Items excerpted from a collection:

_____

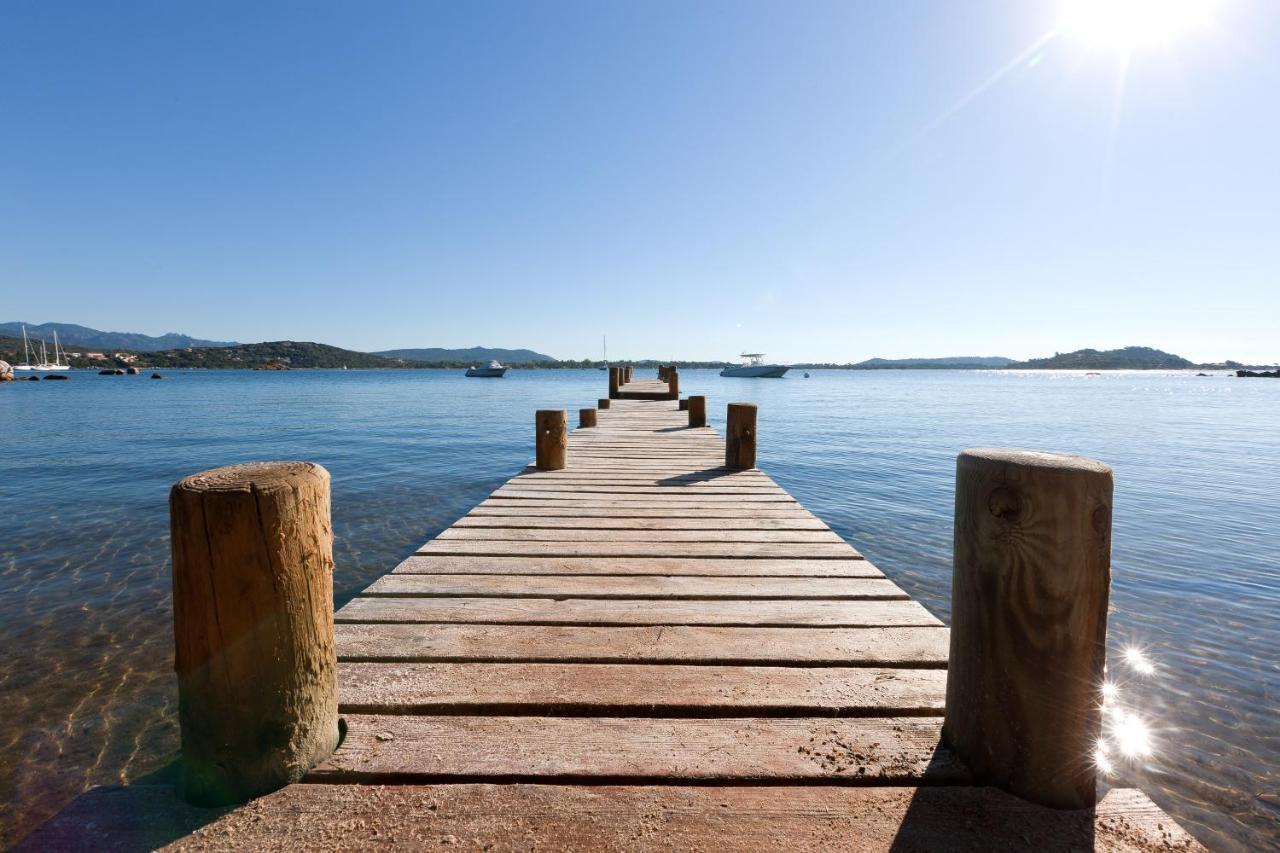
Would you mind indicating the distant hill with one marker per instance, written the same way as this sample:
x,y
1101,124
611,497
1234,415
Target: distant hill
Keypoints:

_____

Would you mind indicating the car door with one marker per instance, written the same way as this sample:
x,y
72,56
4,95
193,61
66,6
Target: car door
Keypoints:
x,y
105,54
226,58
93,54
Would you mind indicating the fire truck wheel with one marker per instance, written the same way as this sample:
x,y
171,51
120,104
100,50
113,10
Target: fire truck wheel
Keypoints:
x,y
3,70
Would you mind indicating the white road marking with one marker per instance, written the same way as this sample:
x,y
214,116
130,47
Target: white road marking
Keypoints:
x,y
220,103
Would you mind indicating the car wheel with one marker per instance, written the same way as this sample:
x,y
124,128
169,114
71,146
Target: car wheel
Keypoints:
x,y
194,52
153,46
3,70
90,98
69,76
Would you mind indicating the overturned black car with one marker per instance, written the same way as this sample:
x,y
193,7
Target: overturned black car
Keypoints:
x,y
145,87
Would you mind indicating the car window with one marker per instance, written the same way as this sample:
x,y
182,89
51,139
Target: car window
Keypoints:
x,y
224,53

_____

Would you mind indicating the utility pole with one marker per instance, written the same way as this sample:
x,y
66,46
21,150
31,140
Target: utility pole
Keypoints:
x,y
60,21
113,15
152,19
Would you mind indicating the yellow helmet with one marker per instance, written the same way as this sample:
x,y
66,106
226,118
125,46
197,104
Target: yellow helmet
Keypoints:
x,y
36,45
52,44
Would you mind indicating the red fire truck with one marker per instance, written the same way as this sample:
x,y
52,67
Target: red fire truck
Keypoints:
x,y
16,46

_____

How many lines of the items above contain the word "white"? Reply with the number alone.

Response to the task
2